• EXERCISE REQUIREMENTS:
**1.** Condense the text on the Halo Effect into two sentences.
**2.** Extend the text on the Halo Effect, picking up right after its final sentence.
[start of TEXT]
The most pervasive delusion is the Halo Effect. When a company's sales and
profits are up, people often conclude that it has a brilliant strategy, a
visionary leader, capable employees, and a superb corporate culture. When
performance falters, they conclude that the strategy was wrong, the leader
became arrogant, the people were complacent, and the culture was stagnant.
In fact, little may have changed -- company performance creates a Halo that
shapes the way we perceive strategy, leadership, people, culture, and more.
Drawing on examples from leading companies including Cisco Systems, IBM,
Nokia, and ABB, Rosenzweig shows how the Halo Effect is widespread,
undermining the usefulness of business bestsellers from In Search of
Excellence to Built to Last and Good to Great.
Rosenzweig identifies nine popular business delusions. Among them:
The Delusion of Absolute Performance: Company performance is relative to
competition, not absolute, which is why following a formula can never
guarantee results. Success comes from doing things better than rivals,
which means that managers have to take risks.
The Delusion of Rigorous Research: Many bestselling authors praise
themselves for the vast amount of data they have gathered, but forget that
if the data aren't valid, it doesn't matter how much was gathered or how
sophisticated the research methods appear to be. They trick the reader by
substituting sizzle for substance.
The Delusion of Single Explanations: Many studies show that a particular
factor, such as corporate culture or social responsibility or customer
focus, leads to improved performance. But since many of these factors are
highly correlated, the effect of each one is usually less than suggested.
In what promises to be a landmark book, The Halo Effect replaces mistaken
thinking with a sharper understanding of what drives business success and
failure. The Halo Effect is a guide for the thinking manager, a way to
detect errors in business research and to reach a clearer understanding of
what drives business success and failure.
Skeptical, brilliant, iconoclastic, and mercifully free of business jargon,
Rosenzweig's book is nevertheless dead serious, making his arguments about
important issues in an unsparing and direct way that will appeal to a broad
business audience. For managers who want to separate fact from fiction in
the world of business, The Halo Effect is essential reading -- witty, often
funny, and sharply argued, it's an antidote to so much of the conventional
thinking that clutters business bookshelves.
Customer Reviews
Debunking business pseudo-science
I just finished reading Phil Rosenzweig's book "The Halo Effect...and the Eight Other Business Delusions That Deceive Managers". This book takes aim at the general run of business books and, in particular, their tendency to dress up vivid stories as scientific study. Phil does not seem to have anything against stories per se, nor does he disagree with some of the advice given in the books. What he takes issue with is the focus on a single, definitive "scientific" set of recommendations when there is no real scientific rigor behind them.
He lays out 9 specific delusions and shows how they distort the advice in management books:
- The Halo Effect - tending of analysis of a company to reflect only the overall results
- The Delusion of Correlation and Causality - the lack of proof of causality in many situations
- The Delusion of Single Explanations - one factor is unlikely to be the reason for success or failure
- The Delusion of Connecting the Winning Dots - problems with only considering "winners"
[end of TEXT]
[start of DATA EXCERPT]
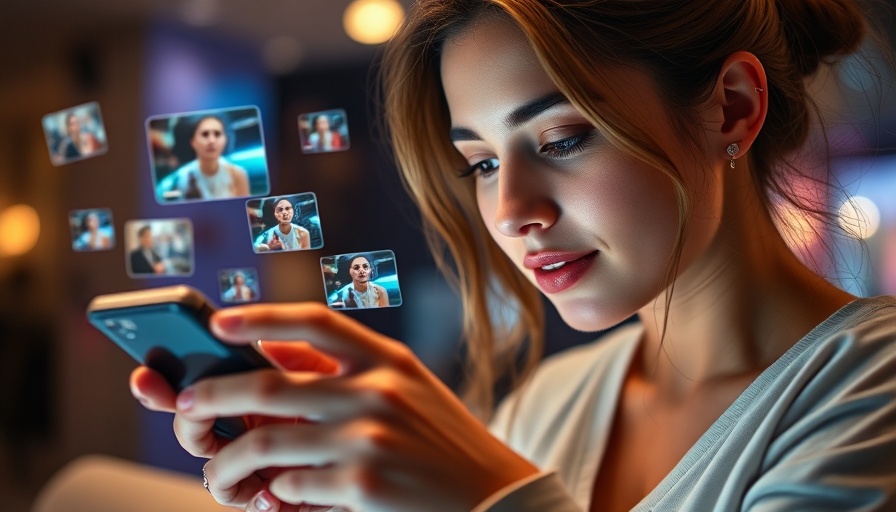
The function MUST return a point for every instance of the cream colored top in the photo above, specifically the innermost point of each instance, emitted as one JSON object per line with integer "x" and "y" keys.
{"x": 815, "y": 431}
[end of DATA EXCERPT]
• FINAL ANSWERS:
**1.** The Halo Effect, the most pervasive business delusion, leads people to credit a company's strategy, leader, employees, and culture when sales and profits are up and to blame them when performance falters, even though little may have changed. Rosenzweig identifies nine popular business delusions, including those of absolute performance, rigorous research, and single explanations, and shows how the Halo Effect undermines business bestsellers such as In Search of Excellence, Built to Last, and Good to Great.

**2.**
- The Delusion of Rigorous Research - mistaking large volumes of data for good data
- The Delusion of Lasting Success - most companies trend to the mean eventually
- The Delusion of Absolute Performance - companies can do well and still fail if a competitor does better
- The Delusion of the Wrong End of the Stick - successful companies may do various things but that does not mean that doing those things will make you successful
- The Delusion of Organizational Physics - business organizations are just not that predictable
Phil uses various stories to show how the perception of companies and leaders changes when the company's performance does. He also shows how the vivid but unscientific stories that arise from this are then used as evidence by later studies. He repeatedly makes the point that the business world is not a laboratory but a messy and complex world and that this limits our ability to do analysis. He shows that rather than a specific behavior leading to strong company performance, the behavior is at least as likely to be caused by strong company performance. He likens this to Cargo Cults who hope to get planes full of goods to return by recreating the look of a jungle airstrip, mistaking cause and effect.
The overall effect is to make you take most management books with a large pinch of salt - not ignoring them, but recognizing that they are just stories, not science.
A healthy dose of cynicism and realism in "cutting down tall poppies"
Do not worry about what the Nine Delusions are that the author uses to develop his thesis - they largely overlap and interlock and as you read the book will be seen as a powerful continuum. Why you should read this book is because bottom dollar like me you will have read one of the prior highly successful tomes that is one of the key targets for his thesis.
Whether it is "In search of excellence", "Built to Last" or "Good to great", by the end of this book you will I reckon have a more questioning attitude to such works (if not 100% cycnical) because this book challenges many preconceptions and makes you think and look afresh at how one will ever achieve success in business management.
The theme is not just "cutting tall poppies" down to size, but more basically that nothing is as simple or easy as many have claimed in writing such books. His chapter on why "strategy" and "execution" are actually so hard to do well, is alone worth the price of the book for me.
The core argument of the "delusions" being based on too much retropsective story telling is bought full circle by the three examples at the end of companies and business leaders who have in the authors opinion sought to face reality and do not underestimate the uncertainty that faces everyone.
A highly recommended book since it makes its points thoroughly and cogently and as such comes over as thoughtful and provoking of fresh views - as such it is a welcome change from too many of the best selling tirade type books that have come to represent both business but also political and history bestsellers recently. Definitely a book that is long overdue and one hopes will be succesful plus lead to more realism in such future writing.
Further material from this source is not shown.